> **Short task**
Your task is to retype each line of the data below exactly.

> **Material for the task**
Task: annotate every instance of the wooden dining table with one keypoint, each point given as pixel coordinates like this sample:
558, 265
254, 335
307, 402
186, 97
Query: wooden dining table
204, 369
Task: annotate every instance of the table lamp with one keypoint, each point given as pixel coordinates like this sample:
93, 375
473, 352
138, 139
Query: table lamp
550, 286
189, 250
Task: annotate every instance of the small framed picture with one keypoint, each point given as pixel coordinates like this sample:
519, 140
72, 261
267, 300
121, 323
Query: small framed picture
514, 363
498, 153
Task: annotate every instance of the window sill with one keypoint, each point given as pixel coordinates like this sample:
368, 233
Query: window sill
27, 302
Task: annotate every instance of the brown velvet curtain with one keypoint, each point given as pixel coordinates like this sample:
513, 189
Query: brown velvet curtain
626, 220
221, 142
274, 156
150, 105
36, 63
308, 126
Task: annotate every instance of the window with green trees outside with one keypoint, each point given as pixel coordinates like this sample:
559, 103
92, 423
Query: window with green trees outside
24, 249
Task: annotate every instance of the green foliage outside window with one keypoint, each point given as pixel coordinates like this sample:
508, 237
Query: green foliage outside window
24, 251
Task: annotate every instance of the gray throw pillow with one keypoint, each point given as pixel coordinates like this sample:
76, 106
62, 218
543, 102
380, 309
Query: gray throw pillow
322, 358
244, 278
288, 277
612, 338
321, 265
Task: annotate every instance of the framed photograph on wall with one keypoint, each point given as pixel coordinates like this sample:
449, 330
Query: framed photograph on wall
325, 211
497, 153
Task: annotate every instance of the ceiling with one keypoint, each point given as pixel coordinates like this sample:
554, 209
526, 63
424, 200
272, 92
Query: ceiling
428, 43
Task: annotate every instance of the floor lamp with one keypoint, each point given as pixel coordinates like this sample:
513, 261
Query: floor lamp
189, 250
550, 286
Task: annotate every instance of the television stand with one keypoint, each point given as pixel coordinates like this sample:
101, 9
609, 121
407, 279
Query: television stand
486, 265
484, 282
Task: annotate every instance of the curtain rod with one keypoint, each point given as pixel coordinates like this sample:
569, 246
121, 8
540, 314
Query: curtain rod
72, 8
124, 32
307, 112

> **Finished exercise**
Task: annotate every instance of the wooden dining table with one keypoint, each point given as pixel coordinates like this sample:
558, 265
254, 335
307, 402
186, 97
Query: wooden dining table
204, 369
Task: annotate every instance of the table lamp with one keypoint, each point given as pixel coordinates like this sample:
93, 375
473, 352
138, 139
Query: table lamp
550, 286
189, 250
Task: annotate every instance of the small framed picture with one keypoint, each point given as pixel coordinates like this sample:
519, 140
72, 261
267, 300
121, 323
Query: small framed picture
514, 363
498, 153
Task: annotate every instance of the window sill with one keypoint, each point given as pixel coordinates like this sample:
368, 233
Query: window sill
27, 302
Task: annotate every instance of the brown velvet curtain with one keypoint, each point given as pixel coordinates like this sample:
513, 189
Query: brown velvet curtain
626, 220
221, 142
274, 156
150, 105
36, 63
308, 126
Task: annotate every instance of the window with green trees outside with one keypoint, each point given as pixel coordinates like this sample:
559, 103
92, 423
Query: window with green trees outside
24, 249
Task: annotate every instance of the green foliage outside window with one keypoint, each point given as pixel coordinates like this sample:
508, 237
Query: green foliage outside window
24, 251
Task: annotate every instance of the gray throw pillow with one keypoint, each point given as pixel coordinates like this sample:
76, 106
62, 218
543, 102
380, 309
Query: gray throw pillow
322, 358
244, 278
288, 277
612, 338
321, 265
Task: annotate every instance of the framed photograph on wall with one keypoint, each point given as pixel coordinates like this sample:
449, 330
Query: framed photograph on wall
325, 211
497, 153
Task: annotate every instance of the ceiling with one keypoint, each point given as pixel coordinates like this sample:
554, 209
526, 63
424, 200
272, 92
Query: ceiling
428, 43
Task: annotate every instance of the floor lamp with one keypoint, each point given as pixel coordinates like this sample:
513, 261
Query: floor lamp
189, 250
550, 286
Task: annotate every instance of the television stand with one keypoint, each point given as pixel coordinates like this sample:
101, 9
609, 121
407, 279
Query: television stand
486, 265
484, 282
Task: annotate every instance of the curtain rod with one keypoint, each point given as pixel coordinates like this sample:
569, 246
121, 8
540, 314
Query: curtain rod
72, 8
124, 32
307, 112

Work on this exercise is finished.